== 本文抜粋 ==

Spannerはスケーラビリティに優れたデータベースであると説明されることの多いデータベースです。スケーラビリティの面が強調された結果、「Spannerは何か特殊なデータベースではないか」「名前は聞いたことあるけど、普通のアプリケーションでは使えないんでしょ」というイメージを持たれていると感じています。スケーラビリティに特長があるのは事実ですが、データベースとしてみるとテーブル定義とデータ型があり、トランザクションが実行可能で、SQLでクエリーや更新ないわば「普通のリレーショナルデータベース」としての側面もあります。

実際にSpannerを普通のリレーショナルデータベース(以下、RDB)として使うと、MySQLやPostgreSQLとどこがどのように違うのか、どこを意識すればアプリケーションの移植が可能であるかという解説をしたいというのがこの記事の目的となります。後半では普通のRDBと比較してSpannerのスケーラビリティ以外のメリットについて解説します。

Spanner はどれぐらい普通のRDBか

SpannerはGoogleが開発した分散データベースです。2012年に論文として発表されて、当初はGoogle社内のサービスで使われておりましたが、その後に2017年にはクラウドサービスとしても一般に利用可能となりました。当初は専用のAPIでのアクセスのみが提供されていましたが、2017年の論文でSQLによるアクセス方法も実装したことが発表されました。

Spanner以前にもGoogle社内にはBigtableというキーバリューストア(KVS)の一種であるワイドカラム型のデータベースは存在しました。KVSはスケーラビリティやレイテンシーに優れていますが、アプリケーションを開発するという観点ではそのままでは使いにくい場面もあります。複雑なアプリケーションを実装するにはRDBと併用するか、トランザクションの仕組みを独自に実装する必要が出てきます。Spannerでは開発者にとってより使いやすいデータベースを目指してリレーショナルモデルを採用しました。そのため、RDBで慣れ親しんだテーブル定義があり、カラムにはデータ型が存在し、トランザクションによりアトミックな操作が可能です。

クエリーはSELECTで行うことができ、更新はINSERT,DELETE,UPDATE文が使えます。経緯のところでもご紹介した通り、Spannerの開発当初はAPIによる更新のみが提供されている時期がありました。現在でもAPI(ミューテーション)での更新も利用可能です。バルクロードしたいときなどSQLを書くほどではない場面では、今でもミューテーションの方が便利なときもあります。

Spannerがサポートしている現代的なRDBに求められる機能を列挙してみました。

一覧をみて、一般的なアプリケーションから使う機能は一通り揃っているなと実感いただけるのではないかと思います。

接続ライブラリ

接続されないことには話が始まらないので、まずは接続ライブラリから始めます。
Spannerはクライアントアプリケーションとの接続にgRPCを使います。これは既存のRDBとは異なるため、クライアントライブラリは専用のものが開発されています。対応プラットフォームは以下の通りです。

  • C++
  • C#
  • Go
  • Java
  • Node.js
  • PHP
  • Python
  • Ruby

クライアントライブラリはいわばSpannerへのネイティブの接続方法です。
ライブラリの使い方はさほど特殊でありませんが、Spannerに独自の概念を利用するために一般的なRDBのドライバーと少し違う部分もあります(たとえば、SQL以外での更新方法もサポートしている、トランザクションのリトライを考慮しているなど)。

===
== 提供データ一覧 ==

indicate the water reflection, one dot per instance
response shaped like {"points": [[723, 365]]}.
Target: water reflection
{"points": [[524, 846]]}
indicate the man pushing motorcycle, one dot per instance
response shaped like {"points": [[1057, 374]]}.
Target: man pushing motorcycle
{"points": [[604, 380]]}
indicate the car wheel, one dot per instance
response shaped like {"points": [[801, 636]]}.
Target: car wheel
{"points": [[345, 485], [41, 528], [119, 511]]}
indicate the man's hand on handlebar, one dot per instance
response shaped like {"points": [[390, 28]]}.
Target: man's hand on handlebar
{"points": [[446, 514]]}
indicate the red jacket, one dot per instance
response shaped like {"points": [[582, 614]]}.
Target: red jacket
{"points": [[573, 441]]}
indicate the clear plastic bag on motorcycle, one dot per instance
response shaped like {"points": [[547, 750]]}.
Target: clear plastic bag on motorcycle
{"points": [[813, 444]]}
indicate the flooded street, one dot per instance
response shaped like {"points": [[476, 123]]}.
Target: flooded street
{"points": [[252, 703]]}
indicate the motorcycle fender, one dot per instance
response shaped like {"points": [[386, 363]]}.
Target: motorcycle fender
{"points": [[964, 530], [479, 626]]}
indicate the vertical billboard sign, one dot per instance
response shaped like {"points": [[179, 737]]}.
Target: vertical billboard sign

===

課題の内容: Spannerの本文から「SpannerはGoogle」から「装したことが発表されました。」までを、一字も変えずに抜き出してください。

解答例:
SpannerはGoogleが開発した分散データベースです。2012年に論文として発表されて、当初はGoogle社内のサービスで使われておりましたが、その後に2017年にはクラウドサービスとしても一般に利用可能となりました。当初は専用のAPIでのアクセスのみが提供されていましたが、2017年の論文でSQLによるアクセス方法も実装したことが発表されました。